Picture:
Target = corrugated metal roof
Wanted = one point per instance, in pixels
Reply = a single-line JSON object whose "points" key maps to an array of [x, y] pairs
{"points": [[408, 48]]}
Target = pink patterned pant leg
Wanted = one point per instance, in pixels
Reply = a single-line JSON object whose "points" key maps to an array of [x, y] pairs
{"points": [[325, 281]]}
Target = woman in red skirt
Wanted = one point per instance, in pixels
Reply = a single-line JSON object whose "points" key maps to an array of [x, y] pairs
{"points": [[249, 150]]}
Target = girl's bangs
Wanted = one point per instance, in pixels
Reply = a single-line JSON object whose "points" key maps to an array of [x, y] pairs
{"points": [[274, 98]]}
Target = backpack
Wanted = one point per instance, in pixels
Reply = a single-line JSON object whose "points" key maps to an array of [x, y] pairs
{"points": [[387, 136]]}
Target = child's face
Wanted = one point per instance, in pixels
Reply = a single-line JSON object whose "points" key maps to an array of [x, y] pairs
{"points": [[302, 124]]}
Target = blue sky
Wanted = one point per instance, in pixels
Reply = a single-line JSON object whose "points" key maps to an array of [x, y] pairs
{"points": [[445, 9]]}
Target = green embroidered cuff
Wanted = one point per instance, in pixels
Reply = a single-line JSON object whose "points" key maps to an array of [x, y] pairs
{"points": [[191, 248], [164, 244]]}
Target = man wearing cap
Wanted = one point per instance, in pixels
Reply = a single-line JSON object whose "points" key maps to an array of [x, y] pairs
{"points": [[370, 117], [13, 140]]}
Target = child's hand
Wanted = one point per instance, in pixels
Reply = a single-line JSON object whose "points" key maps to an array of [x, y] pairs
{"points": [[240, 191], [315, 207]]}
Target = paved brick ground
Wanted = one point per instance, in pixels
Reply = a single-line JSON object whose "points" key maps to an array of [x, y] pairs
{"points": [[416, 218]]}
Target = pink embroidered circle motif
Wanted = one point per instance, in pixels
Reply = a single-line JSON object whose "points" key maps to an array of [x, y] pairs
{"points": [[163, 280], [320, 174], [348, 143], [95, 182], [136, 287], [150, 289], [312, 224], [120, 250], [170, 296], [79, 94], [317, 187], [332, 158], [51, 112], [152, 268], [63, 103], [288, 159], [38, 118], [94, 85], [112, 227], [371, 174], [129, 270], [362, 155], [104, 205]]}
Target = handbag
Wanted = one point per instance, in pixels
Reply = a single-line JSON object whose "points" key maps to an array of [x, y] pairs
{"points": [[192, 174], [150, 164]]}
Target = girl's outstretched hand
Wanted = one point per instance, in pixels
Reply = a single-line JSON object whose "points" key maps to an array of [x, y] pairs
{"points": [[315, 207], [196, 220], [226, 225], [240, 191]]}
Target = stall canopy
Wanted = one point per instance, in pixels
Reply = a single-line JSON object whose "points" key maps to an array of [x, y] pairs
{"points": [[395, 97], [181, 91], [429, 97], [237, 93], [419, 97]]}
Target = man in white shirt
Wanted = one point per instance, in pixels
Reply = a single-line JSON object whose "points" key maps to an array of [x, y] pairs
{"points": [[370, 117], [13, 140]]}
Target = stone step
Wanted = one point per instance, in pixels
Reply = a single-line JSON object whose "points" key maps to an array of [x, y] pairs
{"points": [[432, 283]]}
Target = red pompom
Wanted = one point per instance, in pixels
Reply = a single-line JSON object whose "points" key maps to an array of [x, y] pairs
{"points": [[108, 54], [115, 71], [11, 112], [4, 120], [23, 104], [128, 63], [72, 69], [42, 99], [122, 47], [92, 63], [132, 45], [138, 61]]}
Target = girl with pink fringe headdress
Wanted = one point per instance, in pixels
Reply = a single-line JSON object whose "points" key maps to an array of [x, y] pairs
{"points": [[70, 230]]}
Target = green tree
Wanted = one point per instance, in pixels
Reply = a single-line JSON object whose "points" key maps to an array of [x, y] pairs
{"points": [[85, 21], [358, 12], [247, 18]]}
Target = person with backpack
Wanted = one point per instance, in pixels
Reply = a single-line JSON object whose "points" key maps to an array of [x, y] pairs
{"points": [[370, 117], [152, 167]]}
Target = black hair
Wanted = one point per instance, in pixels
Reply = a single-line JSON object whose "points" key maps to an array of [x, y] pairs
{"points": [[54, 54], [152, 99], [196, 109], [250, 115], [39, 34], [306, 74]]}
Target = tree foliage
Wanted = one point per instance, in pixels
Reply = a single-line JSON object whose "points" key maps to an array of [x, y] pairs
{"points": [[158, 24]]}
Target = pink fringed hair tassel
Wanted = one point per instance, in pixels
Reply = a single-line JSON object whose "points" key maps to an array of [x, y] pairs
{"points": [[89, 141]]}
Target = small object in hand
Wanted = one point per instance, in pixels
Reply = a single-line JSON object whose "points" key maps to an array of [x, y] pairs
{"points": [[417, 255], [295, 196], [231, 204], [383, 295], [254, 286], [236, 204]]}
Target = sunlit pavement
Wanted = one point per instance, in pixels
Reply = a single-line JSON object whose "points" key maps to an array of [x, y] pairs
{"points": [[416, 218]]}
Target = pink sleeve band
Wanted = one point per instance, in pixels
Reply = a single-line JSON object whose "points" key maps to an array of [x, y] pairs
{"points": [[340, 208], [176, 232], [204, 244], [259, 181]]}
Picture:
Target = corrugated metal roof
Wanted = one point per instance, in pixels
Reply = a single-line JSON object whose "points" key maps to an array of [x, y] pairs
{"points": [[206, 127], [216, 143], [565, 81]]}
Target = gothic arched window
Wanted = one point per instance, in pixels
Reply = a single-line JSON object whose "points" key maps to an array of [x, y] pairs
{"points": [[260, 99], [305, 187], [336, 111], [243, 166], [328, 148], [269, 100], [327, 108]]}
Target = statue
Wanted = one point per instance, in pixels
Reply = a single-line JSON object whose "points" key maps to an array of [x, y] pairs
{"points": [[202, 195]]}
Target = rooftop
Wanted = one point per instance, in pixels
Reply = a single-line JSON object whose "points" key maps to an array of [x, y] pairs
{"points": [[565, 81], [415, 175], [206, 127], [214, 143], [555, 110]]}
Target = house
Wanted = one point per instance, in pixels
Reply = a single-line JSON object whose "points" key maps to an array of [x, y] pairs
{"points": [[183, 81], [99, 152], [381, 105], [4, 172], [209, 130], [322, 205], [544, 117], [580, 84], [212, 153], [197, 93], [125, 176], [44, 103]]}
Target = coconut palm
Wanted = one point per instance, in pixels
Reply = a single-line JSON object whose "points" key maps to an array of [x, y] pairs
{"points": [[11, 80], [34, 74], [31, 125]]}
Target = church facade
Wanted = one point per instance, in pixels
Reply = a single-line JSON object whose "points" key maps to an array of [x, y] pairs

- - -

Lines of the material in which the word "green" occurs are to be copied out.

Target = green embroidered cuff
Target = green tree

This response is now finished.